Hasn't happened to me too often as I've never had a steady enough internet connection to play online much, and I get the impression that the fact that they scratch enough of a social itch to never feel the need to talk to anyone in person makes people way more vulnerable to them than, say, Jak & Daxter.  Has happened a few times, though.  I usually get intensive for a horrible, starved, stinky week then dial it all the way back.  Played Runescape enough to buy a Santa hat, which I guess I must still own if that game's still running.  Bet I could sell it for real money on the dark web.  Got way into a Chinese MOBA called Mobile Legends Bang Bang.  Then when I started repeatedly saying things like, "We're pissing our spirit away here!' to various team members, I realised it was time to quit.  Also had unhealthy bouts with Monster Hunter 'cause it always tantalises you with that next armor piece which only requires you cut off ten more high rank Rathalos tails.

Famous Mortimer

World of Warcraft, around...2006 or so? Home from work, on it til I went to bed, for months and months. Although we organised lots of meets with the guild, so it was pretty social, and it's not like I was doing anything else with my life around that time (broken up from a terrible relationship, living in a scummy flat). So many hours.

Although I did just cut it off pretty much outright, sold my account for about a hundred quid, and still kept most of the friends I'd made playing it. Some people I know had logged serious time - like, a year or more of actual sat-in-front-of-the-PC-playing-it time, by the time it had been out for about five years. A few people I know developed agoraphobia, or pretended to have it so they could quit their jobs, get disability payments and still play the game.

I think my straw that broke the camel's back was when some 15 year old German told me what a twat I was for not healing someone properly. I occasionally think of installing it again and having a go, but I've got about 200 unlistened podcasts in my queue, so it's not like I've got tons of time on my hands.

▶ _GOAL_:
Can you write the next part of the forum discussion above about getting hooked on online games, picking up after its final post?

▶ _EXTRACTED INFORMATION_:
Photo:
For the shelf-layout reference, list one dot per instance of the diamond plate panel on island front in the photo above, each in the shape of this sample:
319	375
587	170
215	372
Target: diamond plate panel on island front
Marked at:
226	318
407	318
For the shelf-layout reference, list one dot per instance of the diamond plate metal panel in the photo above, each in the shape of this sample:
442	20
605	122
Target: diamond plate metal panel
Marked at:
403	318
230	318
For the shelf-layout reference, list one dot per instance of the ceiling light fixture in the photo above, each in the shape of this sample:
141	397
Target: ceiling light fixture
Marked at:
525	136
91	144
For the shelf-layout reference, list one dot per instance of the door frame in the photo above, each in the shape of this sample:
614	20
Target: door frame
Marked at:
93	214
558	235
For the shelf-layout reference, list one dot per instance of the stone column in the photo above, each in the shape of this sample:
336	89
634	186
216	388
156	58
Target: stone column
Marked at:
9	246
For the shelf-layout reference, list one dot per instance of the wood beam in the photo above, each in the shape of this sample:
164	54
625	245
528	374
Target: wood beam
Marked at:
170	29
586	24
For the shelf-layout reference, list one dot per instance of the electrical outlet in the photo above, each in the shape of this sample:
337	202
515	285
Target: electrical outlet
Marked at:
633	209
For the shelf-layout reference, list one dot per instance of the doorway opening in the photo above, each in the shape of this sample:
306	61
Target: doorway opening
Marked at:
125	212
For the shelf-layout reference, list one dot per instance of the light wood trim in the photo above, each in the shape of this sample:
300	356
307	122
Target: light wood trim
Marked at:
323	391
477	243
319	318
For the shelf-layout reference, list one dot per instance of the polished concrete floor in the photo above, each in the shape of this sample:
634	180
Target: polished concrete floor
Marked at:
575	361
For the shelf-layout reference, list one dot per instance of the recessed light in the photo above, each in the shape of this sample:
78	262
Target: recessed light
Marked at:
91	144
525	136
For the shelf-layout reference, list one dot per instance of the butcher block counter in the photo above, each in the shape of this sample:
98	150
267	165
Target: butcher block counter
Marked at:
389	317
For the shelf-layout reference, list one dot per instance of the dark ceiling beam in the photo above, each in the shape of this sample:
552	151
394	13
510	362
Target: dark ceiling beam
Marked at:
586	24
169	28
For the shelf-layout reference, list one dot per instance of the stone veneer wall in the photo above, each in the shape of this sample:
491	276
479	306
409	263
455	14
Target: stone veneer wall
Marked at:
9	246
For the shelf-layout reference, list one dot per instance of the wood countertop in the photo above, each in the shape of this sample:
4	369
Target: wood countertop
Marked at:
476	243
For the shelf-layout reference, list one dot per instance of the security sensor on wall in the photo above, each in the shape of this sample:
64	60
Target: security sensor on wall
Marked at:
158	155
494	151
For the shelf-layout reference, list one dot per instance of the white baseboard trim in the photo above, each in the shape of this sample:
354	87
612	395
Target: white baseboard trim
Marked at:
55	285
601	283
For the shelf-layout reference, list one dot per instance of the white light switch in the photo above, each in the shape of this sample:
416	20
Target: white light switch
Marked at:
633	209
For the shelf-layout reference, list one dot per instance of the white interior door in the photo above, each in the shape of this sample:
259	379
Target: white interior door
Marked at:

▶ _ANSWER FOR THE TASK_:
Sin Agog

Don't do it, dude.  Will be smiling and getting used to the shiny new updates for about an hour, but before you know it you'll be pouring your first drink in twenty-eight hours using nothing but your feet because you just can't tear your hands away from your keyboard.

I find that South Park Warcraft episode a little different from my own experience.  I ate barely anything in those lost weeks.

I had the WoW bug for a while. My friend introduced me to it, he wanted me to join his Alliance guild. I didn't care for their neckbearded overly-serious ways, so I made a character over on Horde instead. Eventually I joined up with a guild there, made a bunch of characters, playing tank, healer, and multiple kinds of dps. Was getting pretty heavy into it.

One thing that annoyed me: our guildmaster created a Ventrilo lobby for us. Most people were too shy to speak, but I went on and spoke with her for a few hours while we played. It seemed to me that we were the only two people there, but when I looked at it, there was a third person lurking silently in the background. Just, you know, listening. Like a creep.

I said, 'Oh there's someone else here. Hey man, how's it going?' And then he immediately disconnected and disappeared. Making himself look even more creepy.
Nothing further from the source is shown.